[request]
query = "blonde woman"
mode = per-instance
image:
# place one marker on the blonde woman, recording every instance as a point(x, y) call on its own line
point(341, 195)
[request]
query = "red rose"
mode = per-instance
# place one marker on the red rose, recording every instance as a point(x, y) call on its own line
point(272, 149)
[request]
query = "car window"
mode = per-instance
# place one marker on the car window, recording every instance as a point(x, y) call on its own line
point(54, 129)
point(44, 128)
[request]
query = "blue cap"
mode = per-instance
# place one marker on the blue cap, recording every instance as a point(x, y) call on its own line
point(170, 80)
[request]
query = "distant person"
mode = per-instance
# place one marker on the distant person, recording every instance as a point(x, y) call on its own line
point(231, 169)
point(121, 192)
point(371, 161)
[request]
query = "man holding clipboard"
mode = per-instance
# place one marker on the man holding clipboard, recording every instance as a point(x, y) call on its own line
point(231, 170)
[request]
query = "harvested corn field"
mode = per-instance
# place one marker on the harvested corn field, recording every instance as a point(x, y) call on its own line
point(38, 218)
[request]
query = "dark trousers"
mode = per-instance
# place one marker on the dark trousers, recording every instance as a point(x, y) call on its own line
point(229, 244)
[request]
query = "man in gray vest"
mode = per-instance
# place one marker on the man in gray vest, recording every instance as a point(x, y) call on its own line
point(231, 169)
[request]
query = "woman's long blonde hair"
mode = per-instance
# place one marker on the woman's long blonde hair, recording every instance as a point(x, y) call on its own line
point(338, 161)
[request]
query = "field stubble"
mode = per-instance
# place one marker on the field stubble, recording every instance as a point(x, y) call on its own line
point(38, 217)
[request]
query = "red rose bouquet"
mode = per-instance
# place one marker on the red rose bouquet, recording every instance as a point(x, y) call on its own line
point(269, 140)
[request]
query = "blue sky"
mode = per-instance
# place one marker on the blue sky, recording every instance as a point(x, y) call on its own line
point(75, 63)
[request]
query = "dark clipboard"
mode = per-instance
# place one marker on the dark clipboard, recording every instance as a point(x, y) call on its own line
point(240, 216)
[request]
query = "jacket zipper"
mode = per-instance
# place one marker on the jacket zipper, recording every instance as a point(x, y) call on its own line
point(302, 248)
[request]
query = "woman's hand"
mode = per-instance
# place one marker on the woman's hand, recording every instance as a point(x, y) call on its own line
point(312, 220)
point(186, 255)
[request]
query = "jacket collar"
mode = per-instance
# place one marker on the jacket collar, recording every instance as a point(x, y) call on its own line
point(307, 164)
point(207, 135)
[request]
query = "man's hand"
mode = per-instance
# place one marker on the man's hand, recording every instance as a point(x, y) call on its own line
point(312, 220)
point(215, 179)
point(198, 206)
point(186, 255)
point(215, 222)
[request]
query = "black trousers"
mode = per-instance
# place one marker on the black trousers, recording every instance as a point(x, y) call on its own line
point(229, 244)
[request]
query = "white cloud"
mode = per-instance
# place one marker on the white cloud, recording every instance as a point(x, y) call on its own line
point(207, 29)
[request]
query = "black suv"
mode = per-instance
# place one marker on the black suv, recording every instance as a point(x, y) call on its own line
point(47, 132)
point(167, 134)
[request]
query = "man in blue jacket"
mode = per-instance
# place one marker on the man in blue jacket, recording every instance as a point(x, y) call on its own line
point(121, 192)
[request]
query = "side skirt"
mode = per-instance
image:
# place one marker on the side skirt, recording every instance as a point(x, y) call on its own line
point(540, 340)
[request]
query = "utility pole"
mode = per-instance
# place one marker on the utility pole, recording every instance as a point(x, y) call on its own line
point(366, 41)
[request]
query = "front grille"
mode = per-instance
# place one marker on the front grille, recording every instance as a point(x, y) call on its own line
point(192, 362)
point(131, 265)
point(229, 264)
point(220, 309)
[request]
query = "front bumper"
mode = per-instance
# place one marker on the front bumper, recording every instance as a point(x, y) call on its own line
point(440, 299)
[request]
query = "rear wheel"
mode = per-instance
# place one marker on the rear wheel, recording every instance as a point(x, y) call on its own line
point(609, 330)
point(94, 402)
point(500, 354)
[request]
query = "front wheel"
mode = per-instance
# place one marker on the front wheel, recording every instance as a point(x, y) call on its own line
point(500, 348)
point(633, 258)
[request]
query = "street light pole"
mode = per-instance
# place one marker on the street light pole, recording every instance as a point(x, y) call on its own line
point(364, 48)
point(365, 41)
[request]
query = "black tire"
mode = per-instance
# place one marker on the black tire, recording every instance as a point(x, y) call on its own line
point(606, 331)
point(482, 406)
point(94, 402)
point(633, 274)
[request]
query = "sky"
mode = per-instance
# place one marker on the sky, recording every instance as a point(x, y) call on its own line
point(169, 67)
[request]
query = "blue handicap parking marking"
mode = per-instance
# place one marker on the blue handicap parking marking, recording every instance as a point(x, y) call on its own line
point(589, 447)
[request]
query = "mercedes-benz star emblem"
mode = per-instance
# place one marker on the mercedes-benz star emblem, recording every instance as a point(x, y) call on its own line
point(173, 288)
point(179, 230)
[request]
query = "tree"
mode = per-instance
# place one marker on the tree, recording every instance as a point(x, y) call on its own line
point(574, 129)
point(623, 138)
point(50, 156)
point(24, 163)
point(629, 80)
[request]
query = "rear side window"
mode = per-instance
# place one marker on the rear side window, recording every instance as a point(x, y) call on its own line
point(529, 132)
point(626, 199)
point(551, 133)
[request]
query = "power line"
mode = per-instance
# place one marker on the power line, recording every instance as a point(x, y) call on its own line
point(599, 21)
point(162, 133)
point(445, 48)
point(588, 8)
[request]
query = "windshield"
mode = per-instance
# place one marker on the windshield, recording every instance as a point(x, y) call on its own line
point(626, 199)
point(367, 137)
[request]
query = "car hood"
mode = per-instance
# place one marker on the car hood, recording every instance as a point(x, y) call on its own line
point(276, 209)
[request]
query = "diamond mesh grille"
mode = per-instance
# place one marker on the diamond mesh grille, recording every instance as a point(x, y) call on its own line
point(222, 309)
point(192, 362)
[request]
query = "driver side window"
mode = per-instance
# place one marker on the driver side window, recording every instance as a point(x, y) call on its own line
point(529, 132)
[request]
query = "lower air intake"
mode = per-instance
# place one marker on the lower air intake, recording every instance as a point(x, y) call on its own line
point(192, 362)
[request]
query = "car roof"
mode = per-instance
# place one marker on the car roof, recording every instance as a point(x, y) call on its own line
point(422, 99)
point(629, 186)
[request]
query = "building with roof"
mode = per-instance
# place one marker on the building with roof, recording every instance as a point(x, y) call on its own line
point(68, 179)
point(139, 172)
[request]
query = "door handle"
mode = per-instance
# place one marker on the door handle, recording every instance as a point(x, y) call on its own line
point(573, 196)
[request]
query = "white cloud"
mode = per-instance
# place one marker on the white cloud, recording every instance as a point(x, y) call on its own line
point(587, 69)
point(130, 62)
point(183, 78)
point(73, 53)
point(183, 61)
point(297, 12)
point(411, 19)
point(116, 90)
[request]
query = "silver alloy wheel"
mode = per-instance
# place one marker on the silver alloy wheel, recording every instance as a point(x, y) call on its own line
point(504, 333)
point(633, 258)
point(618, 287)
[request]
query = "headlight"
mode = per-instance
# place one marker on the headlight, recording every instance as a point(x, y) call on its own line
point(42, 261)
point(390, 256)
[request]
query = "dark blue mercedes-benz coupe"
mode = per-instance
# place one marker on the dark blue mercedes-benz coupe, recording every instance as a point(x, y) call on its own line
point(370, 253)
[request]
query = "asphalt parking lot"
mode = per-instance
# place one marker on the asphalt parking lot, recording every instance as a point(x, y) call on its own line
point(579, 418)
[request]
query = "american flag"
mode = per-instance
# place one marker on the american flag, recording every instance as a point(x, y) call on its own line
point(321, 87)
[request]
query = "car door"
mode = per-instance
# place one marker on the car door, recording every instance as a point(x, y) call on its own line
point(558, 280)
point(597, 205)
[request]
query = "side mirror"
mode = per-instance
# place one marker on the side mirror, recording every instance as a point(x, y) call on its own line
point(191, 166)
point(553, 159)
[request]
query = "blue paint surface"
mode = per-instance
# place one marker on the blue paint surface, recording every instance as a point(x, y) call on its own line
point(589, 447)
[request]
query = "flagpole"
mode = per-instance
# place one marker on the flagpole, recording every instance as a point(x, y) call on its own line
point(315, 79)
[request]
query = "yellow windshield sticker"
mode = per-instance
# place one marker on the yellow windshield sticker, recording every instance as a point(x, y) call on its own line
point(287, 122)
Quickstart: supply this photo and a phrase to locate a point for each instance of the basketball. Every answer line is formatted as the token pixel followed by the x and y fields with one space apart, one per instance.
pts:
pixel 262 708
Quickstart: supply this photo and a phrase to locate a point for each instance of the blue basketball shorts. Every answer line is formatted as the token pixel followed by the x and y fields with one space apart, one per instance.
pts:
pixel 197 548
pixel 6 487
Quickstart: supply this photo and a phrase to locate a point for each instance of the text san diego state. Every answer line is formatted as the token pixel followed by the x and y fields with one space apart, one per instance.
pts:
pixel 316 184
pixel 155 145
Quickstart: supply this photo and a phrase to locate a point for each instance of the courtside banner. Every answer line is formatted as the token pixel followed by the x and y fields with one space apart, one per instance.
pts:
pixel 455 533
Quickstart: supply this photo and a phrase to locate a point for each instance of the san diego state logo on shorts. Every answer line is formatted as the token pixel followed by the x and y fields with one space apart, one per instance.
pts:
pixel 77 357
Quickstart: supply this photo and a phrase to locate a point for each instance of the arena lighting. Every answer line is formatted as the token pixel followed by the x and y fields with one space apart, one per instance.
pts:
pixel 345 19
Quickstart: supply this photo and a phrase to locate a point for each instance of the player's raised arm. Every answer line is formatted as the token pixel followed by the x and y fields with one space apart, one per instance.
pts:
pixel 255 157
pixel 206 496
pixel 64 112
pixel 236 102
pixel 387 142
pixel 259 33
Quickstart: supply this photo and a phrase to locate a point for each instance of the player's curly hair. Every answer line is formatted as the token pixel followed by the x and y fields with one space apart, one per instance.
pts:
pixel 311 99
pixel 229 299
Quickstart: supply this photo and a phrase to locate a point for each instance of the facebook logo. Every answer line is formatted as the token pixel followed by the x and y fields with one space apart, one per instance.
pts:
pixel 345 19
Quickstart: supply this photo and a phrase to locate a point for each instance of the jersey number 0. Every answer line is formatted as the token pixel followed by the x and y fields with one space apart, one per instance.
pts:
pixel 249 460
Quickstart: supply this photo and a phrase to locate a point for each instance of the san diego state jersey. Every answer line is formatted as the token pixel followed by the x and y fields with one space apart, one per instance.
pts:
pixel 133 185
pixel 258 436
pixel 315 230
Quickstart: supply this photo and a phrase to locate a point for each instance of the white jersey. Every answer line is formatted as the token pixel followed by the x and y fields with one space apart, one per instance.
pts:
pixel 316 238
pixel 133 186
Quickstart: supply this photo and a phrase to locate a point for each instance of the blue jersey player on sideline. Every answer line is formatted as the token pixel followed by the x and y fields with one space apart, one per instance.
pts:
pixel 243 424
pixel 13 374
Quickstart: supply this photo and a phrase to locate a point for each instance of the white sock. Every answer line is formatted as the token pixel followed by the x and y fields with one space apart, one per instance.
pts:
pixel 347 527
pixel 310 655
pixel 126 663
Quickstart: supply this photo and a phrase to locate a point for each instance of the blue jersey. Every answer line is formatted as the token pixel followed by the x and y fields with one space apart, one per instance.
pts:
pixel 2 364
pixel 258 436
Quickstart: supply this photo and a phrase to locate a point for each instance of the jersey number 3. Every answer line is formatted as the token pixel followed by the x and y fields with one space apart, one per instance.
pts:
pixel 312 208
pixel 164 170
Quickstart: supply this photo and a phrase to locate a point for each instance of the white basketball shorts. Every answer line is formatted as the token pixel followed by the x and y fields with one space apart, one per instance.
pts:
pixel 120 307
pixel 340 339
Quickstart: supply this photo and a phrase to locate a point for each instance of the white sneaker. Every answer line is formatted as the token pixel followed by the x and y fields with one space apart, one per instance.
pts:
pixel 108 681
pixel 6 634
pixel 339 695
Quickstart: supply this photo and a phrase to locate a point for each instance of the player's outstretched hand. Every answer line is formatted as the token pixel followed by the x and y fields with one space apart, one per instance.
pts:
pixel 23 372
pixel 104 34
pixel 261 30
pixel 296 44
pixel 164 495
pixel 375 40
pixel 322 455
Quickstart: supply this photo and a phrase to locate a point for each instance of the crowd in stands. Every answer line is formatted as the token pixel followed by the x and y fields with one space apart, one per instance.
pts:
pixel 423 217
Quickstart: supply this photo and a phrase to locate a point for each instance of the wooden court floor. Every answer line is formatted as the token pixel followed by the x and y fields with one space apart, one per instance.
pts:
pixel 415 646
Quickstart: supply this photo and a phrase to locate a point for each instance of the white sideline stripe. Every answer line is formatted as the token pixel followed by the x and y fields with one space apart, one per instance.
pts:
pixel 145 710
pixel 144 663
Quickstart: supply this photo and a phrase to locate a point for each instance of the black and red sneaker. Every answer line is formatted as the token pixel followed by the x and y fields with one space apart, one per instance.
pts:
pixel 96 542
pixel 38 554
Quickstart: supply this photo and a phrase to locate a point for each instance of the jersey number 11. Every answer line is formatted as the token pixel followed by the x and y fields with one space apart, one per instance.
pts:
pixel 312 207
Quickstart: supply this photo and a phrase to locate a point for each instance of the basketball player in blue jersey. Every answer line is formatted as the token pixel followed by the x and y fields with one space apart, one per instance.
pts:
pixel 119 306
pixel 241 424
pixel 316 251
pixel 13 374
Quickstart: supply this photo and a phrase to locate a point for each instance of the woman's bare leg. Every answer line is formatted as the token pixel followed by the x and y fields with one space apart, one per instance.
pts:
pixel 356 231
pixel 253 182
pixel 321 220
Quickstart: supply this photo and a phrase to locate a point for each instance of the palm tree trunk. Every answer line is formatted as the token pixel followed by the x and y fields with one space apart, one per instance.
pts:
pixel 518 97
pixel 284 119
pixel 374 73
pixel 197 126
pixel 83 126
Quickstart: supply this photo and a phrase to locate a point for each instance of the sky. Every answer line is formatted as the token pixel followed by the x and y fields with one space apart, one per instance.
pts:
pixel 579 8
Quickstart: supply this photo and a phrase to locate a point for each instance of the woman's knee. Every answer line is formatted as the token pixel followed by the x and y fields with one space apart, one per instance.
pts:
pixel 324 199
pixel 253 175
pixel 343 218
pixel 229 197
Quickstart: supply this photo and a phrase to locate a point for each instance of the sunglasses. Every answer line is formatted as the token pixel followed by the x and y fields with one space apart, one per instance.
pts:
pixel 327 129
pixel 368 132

------------------------------------------------------------------------

### Aim of the exercise
Where a line of the data above includes the string "sneaker", pull it out.

### Problem solution
Quickstart: supply this photo and a phrase to locate a point for each instance of the white sneaker. Every answer line is formatted as the token pixel followed by the x and y fields with one space apart, one per instance.
Quickstart: supply this photo and a phrase to locate a point for each instance of the black and red sneaker. Every answer line is formatted as the token pixel followed by the x and y fields with one space apart, one per instance.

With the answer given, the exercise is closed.